Dunque: la contro-iniziazione. Essere figli della civiltà moderna significa aver voltato le spalle volutamente alla verità, aver preferito le tenebre alla luce. La civiltà antica ignorava la verità, pertanto le sue colpe e i suoi errori furono meno gravi di quelli della civiltà moderna, che non solo ha conosciuto la verità, ma è stata edificata su di essa: sul Vangelo, sulla Chiesa e sul primato dell’amore, del perdono e della misericordia. L’uomo antico non era così: il greco, il romano, si vantavano delle loro imprese in guerra, del numero dei nemici uccisi, o del numero degli schiavi posseduti. Presso di loro, la pietà non era una qualità ammirevole, ma una incresciosa forma di debolezza; il non vendicare le offese, un segno di viltà o d’insipienza: e questo valeva non solo per il nemico in guerra, ma anche per la moglie che aveva tradito il marito, per il figlio che aveva disobbedito al padre, per lo schiavo che si era dimostrato ingrato e pigro. L’uomo antico misurava il proprio valore sul metro della durezza, della spietatezza, della capacità di spazzare via qualunque possibile minaccia, presente o anche futura; la sua ragione di vita consisteva nel gratificare il proprio ego, nel suscitare l’ammirazione, il rispetto o il timore degli altri, nell’accumulare gloria e potenza, ricchezze e prestigio.

L’uomo moderno, proveniente da duemila anni di civiltà cristiana, ha appreso quel che l’uomo antico ignorava: che vi è maggior grandezza nel perdonare, che nel vendicarsi; maggior gioia nel dare, che nel ricevere; maggior giustizia nel porre il tu, che nel rivendicare i diritti del proprio io. Ha imparato ad aborrire il sangue, a rispettare la vita, a riconoscere la presenza, la sapienza e l’amore  di Dio nelle cose grandi e piccole che la vita ci fa incontrare. Perciò la degenerazione materialista, egoista e utilitarista dell’uomo moderno non ha scusanti. Egli ha conosciuto la verità, la bontà, la giustizia, ma le ha rifiutate; ha conosciuto il valore della redenzione di cui è stato fatto oggetto, ma pretende di redimersi da solo, con le sue sole forze; gli è stata offerta non solo la condizione di figlio di Dio, ma di Suo amico, e l’ha rifiutata. Il neopaganesimo odierno è l’espressione di un orientamento interiore assai peggiore di quello antico, perché nasce da un rifiuto di Dio e da una pretesa dell’uomo di deificare se stesso; esso, pertanto, è inescusabile. Si può dire che la civiltà moderna, nella sua essenza e non solo nelle sue manifestazioni, è l’esatto rovesciamento della città di Dio: è la città del Diavolo, è il “mondo” nel senso adoperato dal quarto Vangelo, laddove Gesù stesso, durante l’ultima cena e l’ultima preghiera con gli Aposotoli al Padre Suo, dice testualmente: (Gv., 17, -9):

Ho fatto conoscere il tuo nome agli uomini che mi hai dato dal mondo. Erano tuoi e li hai dati a me ed essi hanno osservato la tua parola.  Ora essi sanno che tutte le cose che mi hai dato vengono da te, perché le parole che hai dato a me io le ho date a loro; essi le hanno accolte e sanno veramente che sono uscito da te e hanno creduto che tu mi hai mandato. Io prego per loro; non prego per il mondo, ma per coloro che mi hai dato, perché sono tuoi.

COMPITO DA SVOLGERE: Ricopia fedelmente la parte del brano sulla civiltà moderna che si apre con le parole contenenti "Ho fatto conoscere" e si chiude con "perché sono tuoi.". Le registrazioni non hanno alcun legame con il brano.

VOCI REGISTRATE:
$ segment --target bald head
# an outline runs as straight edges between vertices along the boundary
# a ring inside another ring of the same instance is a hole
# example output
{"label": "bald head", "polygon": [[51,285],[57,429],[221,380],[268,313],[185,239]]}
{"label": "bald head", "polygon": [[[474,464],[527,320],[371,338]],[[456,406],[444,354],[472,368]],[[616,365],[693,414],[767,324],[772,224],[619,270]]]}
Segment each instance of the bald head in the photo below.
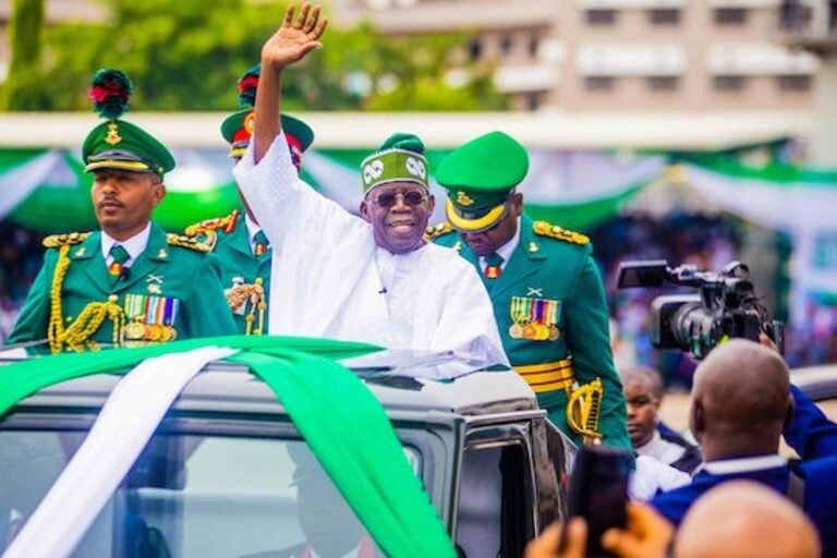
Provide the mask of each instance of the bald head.
{"label": "bald head", "polygon": [[695,372],[692,430],[707,460],[775,453],[791,405],[781,356],[733,339],[715,348]]}
{"label": "bald head", "polygon": [[814,558],[820,538],[788,499],[749,481],[713,488],[689,510],[675,543],[677,558]]}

RISULTATO DEL COMPITO:
Ho fatto conoscere il tuo nome agli uomini che mi hai dato dal mondo. Erano tuoi e li hai dati a me ed essi hanno osservato la tua parola.  Ora essi sanno che tutte le cose che mi hai dato vengono da te, perché le parole che hai dato a me io le ho date a loro; essi le hanno accolte e sanno veramente che sono uscito da te e hanno creduto che tu mi hai mandato. Io prego per loro; non prego per il mondo, ma per coloro che mi hai dato, perché sono tuoi.